Given records
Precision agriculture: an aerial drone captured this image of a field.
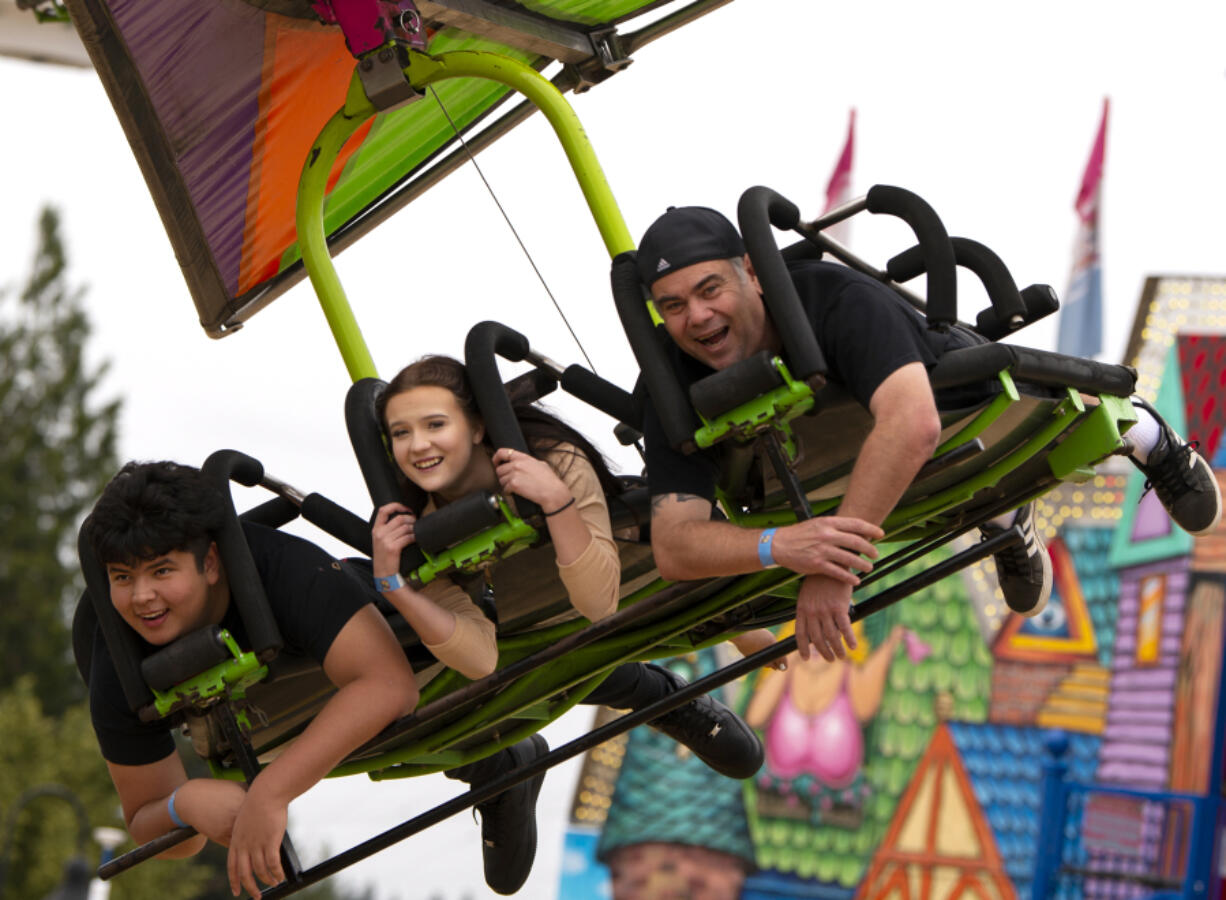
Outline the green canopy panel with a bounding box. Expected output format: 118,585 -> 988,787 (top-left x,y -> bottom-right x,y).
62,0 -> 726,336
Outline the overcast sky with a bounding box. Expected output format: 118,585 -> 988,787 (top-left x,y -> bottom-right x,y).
3,1 -> 1225,897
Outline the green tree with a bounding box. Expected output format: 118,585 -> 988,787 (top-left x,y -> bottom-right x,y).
0,206 -> 120,714
0,677 -> 213,900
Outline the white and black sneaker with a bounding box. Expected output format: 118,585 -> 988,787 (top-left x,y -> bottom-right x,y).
980,502 -> 1052,617
1134,422 -> 1222,536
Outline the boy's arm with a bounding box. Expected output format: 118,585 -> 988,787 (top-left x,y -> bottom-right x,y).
105,753 -> 210,858
226,604 -> 417,896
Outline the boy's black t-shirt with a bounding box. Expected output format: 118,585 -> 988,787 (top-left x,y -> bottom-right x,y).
87,522 -> 374,766
643,260 -> 992,501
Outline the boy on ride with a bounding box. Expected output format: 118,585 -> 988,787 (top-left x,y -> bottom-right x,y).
78,460 -> 534,897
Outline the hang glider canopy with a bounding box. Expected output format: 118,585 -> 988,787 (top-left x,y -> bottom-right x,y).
62,0 -> 728,337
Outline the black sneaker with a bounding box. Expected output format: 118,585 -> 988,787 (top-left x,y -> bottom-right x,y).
473,735 -> 547,895
647,664 -> 764,779
980,502 -> 1051,617
1135,424 -> 1222,536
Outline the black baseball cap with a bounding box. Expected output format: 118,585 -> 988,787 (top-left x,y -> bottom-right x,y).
636,206 -> 746,287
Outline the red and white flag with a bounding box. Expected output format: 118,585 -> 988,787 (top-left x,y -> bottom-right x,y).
1057,98 -> 1108,358
821,108 -> 856,245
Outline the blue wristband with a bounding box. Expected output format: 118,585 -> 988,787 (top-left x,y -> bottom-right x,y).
167,787 -> 188,828
757,528 -> 777,569
374,572 -> 406,592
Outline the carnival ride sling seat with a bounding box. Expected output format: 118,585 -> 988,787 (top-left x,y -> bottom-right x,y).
610,183 -> 1139,634
55,1 -> 1146,891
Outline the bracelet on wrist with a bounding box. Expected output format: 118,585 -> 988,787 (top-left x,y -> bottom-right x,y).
374,572 -> 407,592
757,527 -> 778,569
168,787 -> 188,828
543,497 -> 576,517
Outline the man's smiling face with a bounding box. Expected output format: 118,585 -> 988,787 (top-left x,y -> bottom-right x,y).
650,255 -> 772,370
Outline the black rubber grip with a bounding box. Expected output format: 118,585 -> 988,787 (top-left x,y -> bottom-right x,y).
1021,283 -> 1060,319
737,186 -> 826,380
240,496 -> 300,530
415,491 -> 502,555
560,365 -> 638,426
202,449 -> 264,487
867,185 -> 957,328
301,493 -> 372,556
201,450 -> 282,662
610,251 -> 698,452
141,626 -> 230,692
977,282 -> 1060,340
345,378 -> 423,511
689,351 -> 783,420
504,369 -> 558,406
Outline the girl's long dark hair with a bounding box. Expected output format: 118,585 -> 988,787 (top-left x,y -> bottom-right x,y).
377,355 -> 624,498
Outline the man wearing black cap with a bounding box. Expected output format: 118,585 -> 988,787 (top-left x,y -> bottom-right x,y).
636,206 -> 1221,663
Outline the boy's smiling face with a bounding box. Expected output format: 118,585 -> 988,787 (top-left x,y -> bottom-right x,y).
105,544 -> 225,645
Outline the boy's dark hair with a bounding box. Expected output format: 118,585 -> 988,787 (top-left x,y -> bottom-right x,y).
85,460 -> 227,569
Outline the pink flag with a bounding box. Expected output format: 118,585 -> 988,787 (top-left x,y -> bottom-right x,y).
1057,98 -> 1108,358
822,108 -> 856,245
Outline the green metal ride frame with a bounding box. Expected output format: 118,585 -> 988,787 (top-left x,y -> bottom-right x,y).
190,47 -> 1142,784
297,49 -> 635,382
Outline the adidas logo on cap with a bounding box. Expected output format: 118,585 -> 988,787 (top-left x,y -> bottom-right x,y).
656,258 -> 670,272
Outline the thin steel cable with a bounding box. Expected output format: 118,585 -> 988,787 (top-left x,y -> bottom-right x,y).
430,86 -> 598,373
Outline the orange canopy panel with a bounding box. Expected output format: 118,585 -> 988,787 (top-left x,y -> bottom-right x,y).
64,0 -> 684,335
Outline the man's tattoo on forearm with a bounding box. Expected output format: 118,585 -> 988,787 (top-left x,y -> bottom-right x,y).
651,492 -> 707,515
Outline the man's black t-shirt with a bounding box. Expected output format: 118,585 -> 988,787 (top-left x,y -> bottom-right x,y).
643,260 -> 991,500
86,522 -> 374,766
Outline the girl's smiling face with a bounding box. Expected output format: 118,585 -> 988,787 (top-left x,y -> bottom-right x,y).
384,385 -> 493,501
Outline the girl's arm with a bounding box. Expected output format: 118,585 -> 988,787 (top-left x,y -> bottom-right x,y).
539,447 -> 622,622
492,445 -> 620,622
372,502 -> 497,679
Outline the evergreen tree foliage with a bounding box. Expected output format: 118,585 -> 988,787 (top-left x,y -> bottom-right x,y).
0,206 -> 120,714
0,677 -> 213,899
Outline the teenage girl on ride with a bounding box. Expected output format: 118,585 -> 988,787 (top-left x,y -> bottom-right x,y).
365,355 -> 763,894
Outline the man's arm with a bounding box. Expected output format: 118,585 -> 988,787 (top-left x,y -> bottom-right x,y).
649,493 -> 882,583
796,362 -> 941,660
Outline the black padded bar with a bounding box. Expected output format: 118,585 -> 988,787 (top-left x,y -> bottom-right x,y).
200,451 -> 282,662
300,493 -> 373,556
1020,283 -> 1060,322
464,321 -> 531,455
239,496 -> 301,530
560,364 -> 638,426
140,626 -> 230,693
892,237 -> 1026,339
505,368 -> 558,406
928,343 -> 1137,397
345,378 -> 426,512
414,491 -> 503,556
610,251 -> 699,452
689,350 -> 782,421
464,321 -> 541,519
949,238 -> 1025,334
77,527 -> 153,713
737,186 -> 827,381
868,185 -> 957,328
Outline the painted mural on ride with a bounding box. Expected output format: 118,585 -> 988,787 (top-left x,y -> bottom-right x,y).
560,275 -> 1226,900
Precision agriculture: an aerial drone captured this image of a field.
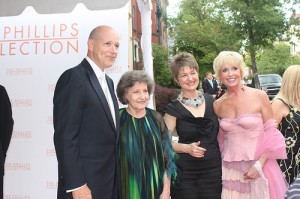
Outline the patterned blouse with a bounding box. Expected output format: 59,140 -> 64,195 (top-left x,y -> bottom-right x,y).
276,98 -> 300,184
118,108 -> 176,199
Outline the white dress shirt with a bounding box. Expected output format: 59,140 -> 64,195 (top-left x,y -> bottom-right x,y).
86,57 -> 116,127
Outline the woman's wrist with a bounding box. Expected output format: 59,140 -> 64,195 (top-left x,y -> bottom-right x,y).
161,189 -> 170,195
180,143 -> 188,154
258,156 -> 267,168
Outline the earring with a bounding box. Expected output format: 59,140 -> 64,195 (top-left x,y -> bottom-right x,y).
241,84 -> 245,91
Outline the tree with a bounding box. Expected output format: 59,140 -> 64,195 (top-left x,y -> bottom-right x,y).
169,0 -> 299,88
152,44 -> 176,87
219,0 -> 289,88
256,43 -> 300,75
152,44 -> 180,113
169,0 -> 242,79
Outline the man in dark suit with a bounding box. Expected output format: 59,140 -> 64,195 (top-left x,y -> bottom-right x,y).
53,26 -> 120,199
202,71 -> 218,98
0,85 -> 13,197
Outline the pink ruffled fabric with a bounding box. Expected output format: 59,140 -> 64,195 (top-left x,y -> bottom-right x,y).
254,119 -> 287,160
218,114 -> 262,161
218,114 -> 288,199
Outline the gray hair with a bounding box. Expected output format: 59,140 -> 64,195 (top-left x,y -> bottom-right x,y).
117,70 -> 154,105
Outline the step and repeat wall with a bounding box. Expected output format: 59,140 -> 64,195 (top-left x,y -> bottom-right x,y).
0,3 -> 129,198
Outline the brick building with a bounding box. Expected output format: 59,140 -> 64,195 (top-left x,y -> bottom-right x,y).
130,0 -> 169,70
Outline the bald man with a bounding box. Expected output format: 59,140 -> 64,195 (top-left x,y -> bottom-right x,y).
54,26 -> 120,199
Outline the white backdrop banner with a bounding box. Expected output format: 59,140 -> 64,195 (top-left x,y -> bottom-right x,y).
137,0 -> 154,109
0,3 -> 128,199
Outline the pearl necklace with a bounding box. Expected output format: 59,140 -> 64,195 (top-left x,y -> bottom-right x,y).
177,90 -> 204,108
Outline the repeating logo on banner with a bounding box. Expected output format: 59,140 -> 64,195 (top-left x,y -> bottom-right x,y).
0,3 -> 129,198
4,195 -> 31,199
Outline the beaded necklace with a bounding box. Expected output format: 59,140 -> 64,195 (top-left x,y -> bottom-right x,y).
177,90 -> 204,108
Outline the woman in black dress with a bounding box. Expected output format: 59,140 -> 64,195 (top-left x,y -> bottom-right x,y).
271,65 -> 300,184
164,52 -> 221,199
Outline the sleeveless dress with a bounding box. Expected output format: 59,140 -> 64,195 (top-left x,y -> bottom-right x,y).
164,94 -> 222,199
218,113 -> 288,199
119,108 -> 176,199
275,98 -> 300,184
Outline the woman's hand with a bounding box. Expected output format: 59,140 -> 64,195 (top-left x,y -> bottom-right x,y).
184,141 -> 206,158
160,172 -> 171,199
244,164 -> 260,180
159,190 -> 170,199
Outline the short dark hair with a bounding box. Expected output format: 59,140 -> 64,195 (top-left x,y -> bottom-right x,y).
169,52 -> 199,81
206,71 -> 212,76
116,70 -> 154,105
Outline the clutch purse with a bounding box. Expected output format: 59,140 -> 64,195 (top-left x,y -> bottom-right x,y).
250,161 -> 270,199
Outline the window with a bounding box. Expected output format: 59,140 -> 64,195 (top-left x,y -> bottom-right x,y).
133,40 -> 139,62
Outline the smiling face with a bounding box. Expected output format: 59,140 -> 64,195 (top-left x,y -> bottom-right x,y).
177,66 -> 199,92
206,72 -> 213,80
126,82 -> 149,113
213,51 -> 245,82
219,64 -> 242,88
88,26 -> 120,71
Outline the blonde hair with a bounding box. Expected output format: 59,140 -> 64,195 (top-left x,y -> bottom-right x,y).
278,65 -> 300,108
213,51 -> 246,80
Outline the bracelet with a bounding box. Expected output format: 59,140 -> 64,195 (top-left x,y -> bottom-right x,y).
254,161 -> 264,177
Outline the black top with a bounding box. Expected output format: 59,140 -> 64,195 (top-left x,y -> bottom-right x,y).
164,93 -> 221,199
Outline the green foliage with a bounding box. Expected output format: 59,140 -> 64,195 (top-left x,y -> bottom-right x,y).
285,1 -> 300,40
219,0 -> 288,49
152,44 -> 177,87
169,0 -> 297,87
257,43 -> 300,75
169,0 -> 244,77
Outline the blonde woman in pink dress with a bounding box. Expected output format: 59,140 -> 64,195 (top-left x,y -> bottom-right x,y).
213,51 -> 288,199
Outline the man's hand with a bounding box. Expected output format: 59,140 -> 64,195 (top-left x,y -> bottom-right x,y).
72,184 -> 92,199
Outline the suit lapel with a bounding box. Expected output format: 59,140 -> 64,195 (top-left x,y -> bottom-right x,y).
84,61 -> 116,131
106,77 -> 120,139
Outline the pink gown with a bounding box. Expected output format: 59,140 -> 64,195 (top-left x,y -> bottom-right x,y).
218,113 -> 288,199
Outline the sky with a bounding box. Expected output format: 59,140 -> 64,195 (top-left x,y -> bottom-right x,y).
167,0 -> 181,17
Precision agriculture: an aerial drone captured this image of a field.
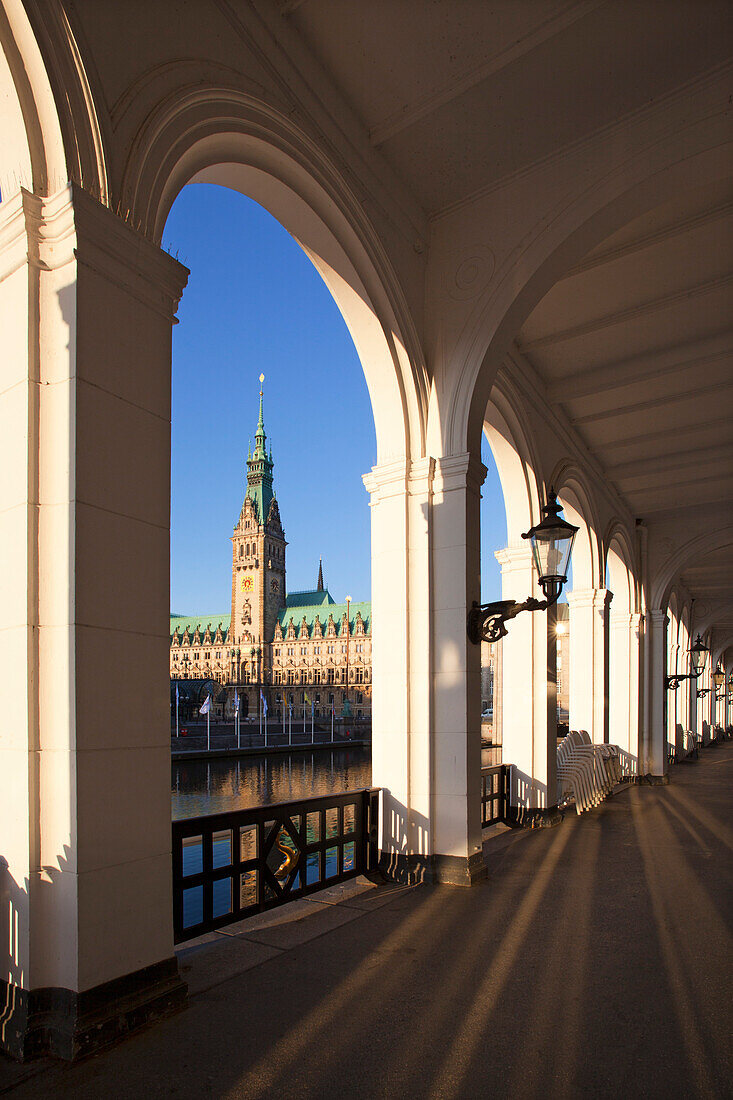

Task details
Which lines run from the one holding "Outline the man's hand" through the end of the records? Reproduce them word for word, both ends included, with no pictures.

The completed task
Outline the man's hand with a bounding box. Expected output format: 59,140 -> 64,195 (top-left x,y -> bottom-right x,y).
72,184 -> 92,199
Outline the suit lapel with a bounding box. Expected output format: 59,140 -> 64,195 (top-left x,y -> bottom-right x,y).
84,61 -> 116,131
106,77 -> 120,139
Outline the pink gown with a bounding box. Expected output format: 59,140 -> 64,195 (top-left x,y -> bottom-right x,y).
218,113 -> 288,199
Outline the sky with a bounding box. Expected output format: 59,140 -> 64,195 (top-left x,y -> bottom-right x,y).
167,0 -> 181,17
Precision agriculture: an aerial drone captured this image of a field.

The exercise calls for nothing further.